### What to produce:
Retyping the records exactly, down to the last line, is the whole job.

··· Listed records

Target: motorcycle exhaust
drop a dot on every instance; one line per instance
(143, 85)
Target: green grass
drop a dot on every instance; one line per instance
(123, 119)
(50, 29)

······

### Solution for this task:
Target: motorcycle exhaust
drop a dot on every instance; one line per instance
(143, 85)
Target: green grass
drop a dot on every instance; one line per instance
(123, 119)
(50, 29)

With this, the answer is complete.